(Point annotation records)
╔══
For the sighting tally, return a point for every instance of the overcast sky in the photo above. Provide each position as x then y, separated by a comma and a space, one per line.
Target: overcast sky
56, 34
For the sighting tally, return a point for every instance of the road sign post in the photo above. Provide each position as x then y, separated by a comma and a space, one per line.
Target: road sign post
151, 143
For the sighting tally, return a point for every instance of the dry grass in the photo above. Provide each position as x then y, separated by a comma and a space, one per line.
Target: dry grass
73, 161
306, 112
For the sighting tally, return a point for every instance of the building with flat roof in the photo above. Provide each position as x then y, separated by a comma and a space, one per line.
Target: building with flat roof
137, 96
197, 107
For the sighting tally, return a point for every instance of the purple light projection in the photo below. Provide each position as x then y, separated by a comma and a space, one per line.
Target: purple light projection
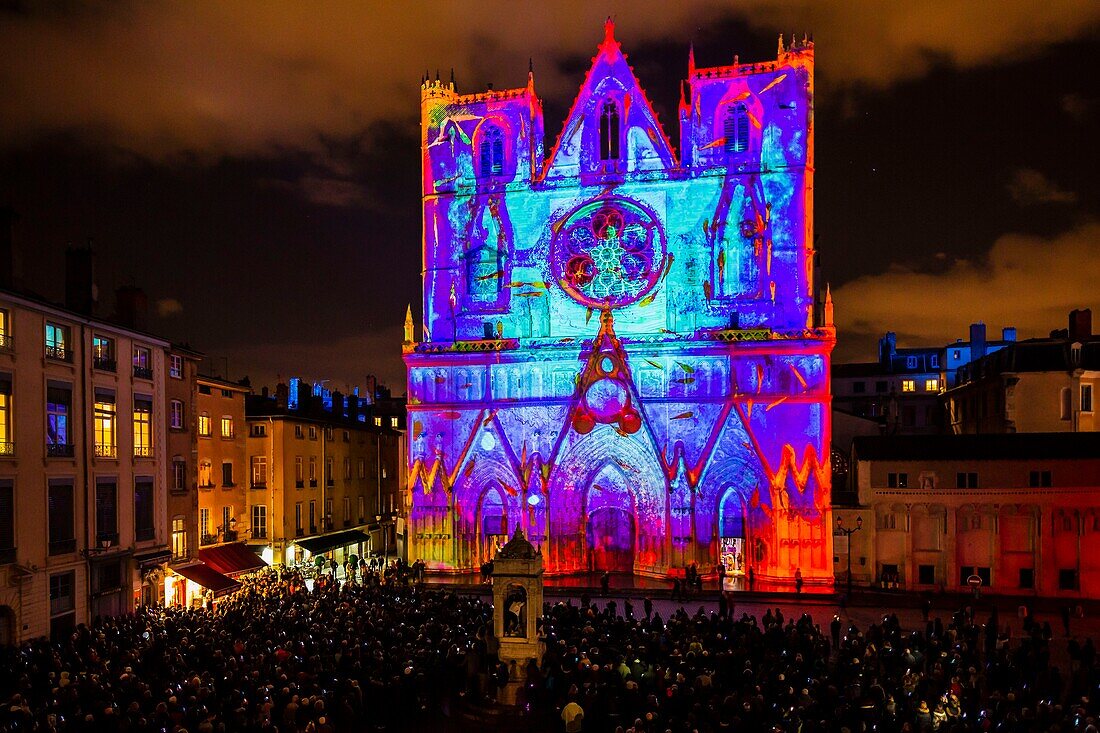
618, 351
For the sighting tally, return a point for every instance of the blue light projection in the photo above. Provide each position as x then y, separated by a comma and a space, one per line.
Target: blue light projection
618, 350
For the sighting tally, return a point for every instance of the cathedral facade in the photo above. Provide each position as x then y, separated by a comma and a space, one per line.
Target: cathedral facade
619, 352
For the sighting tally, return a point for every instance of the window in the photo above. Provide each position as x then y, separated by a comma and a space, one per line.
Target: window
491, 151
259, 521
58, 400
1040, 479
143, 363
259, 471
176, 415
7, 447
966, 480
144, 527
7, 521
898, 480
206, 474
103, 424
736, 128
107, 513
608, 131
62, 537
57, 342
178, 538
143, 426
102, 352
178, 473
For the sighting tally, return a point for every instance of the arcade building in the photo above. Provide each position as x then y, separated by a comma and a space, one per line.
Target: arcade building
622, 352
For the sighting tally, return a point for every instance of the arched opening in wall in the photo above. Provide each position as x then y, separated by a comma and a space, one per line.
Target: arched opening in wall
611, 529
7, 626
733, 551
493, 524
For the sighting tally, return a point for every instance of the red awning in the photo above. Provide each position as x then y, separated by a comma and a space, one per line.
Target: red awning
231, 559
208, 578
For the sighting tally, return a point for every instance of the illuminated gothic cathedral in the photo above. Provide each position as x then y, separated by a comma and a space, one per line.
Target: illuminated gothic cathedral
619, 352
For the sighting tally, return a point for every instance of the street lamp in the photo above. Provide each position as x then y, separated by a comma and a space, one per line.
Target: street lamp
╚══
╔══
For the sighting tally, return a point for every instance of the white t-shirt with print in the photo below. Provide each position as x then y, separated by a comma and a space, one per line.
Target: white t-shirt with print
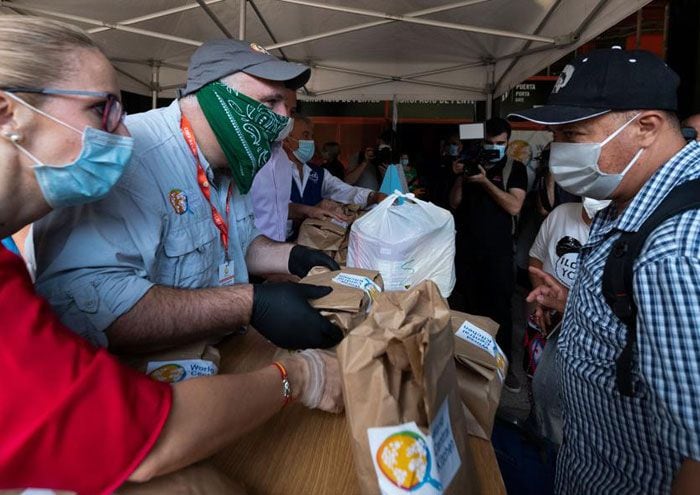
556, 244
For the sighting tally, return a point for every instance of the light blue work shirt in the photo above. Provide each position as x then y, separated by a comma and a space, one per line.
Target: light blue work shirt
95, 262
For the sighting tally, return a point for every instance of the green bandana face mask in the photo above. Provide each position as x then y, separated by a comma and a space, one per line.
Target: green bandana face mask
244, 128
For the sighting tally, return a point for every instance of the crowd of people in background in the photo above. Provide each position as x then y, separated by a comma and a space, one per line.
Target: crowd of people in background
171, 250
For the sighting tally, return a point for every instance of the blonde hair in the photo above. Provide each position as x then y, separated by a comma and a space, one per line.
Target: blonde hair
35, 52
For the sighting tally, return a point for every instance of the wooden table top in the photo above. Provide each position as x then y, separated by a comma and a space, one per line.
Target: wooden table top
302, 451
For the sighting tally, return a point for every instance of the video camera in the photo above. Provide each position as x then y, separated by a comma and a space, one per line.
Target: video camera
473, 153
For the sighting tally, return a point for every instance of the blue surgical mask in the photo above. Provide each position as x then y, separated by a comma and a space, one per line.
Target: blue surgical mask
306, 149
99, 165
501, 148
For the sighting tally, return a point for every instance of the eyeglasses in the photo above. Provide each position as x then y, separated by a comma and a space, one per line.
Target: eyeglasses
╚══
╔══
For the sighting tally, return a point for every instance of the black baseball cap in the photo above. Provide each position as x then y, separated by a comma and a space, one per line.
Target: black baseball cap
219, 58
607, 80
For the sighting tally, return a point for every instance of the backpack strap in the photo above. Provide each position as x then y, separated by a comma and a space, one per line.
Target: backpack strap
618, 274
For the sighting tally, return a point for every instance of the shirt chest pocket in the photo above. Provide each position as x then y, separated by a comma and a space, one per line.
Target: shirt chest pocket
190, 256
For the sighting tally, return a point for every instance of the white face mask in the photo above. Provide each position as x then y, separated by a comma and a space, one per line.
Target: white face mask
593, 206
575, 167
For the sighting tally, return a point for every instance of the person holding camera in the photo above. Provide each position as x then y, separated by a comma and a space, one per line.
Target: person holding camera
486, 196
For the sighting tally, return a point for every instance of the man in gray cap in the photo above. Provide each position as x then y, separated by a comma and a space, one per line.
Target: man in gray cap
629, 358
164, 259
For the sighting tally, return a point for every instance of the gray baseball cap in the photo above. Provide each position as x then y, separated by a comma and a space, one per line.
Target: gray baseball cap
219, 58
╚══
▶ _What is required_: In everything from the line containing "of the eyeglasses" down to the line containing "Target: eyeglasses", change "sighting tally" to "survey count". Reproduce those lines with no other alterations.

▶ _Written answer_:
For the survey count, return a point for every instance of the eyeglasses in the photo above. Provide each position as x then y, separated by a comma and a space, one per line.
Target: eyeglasses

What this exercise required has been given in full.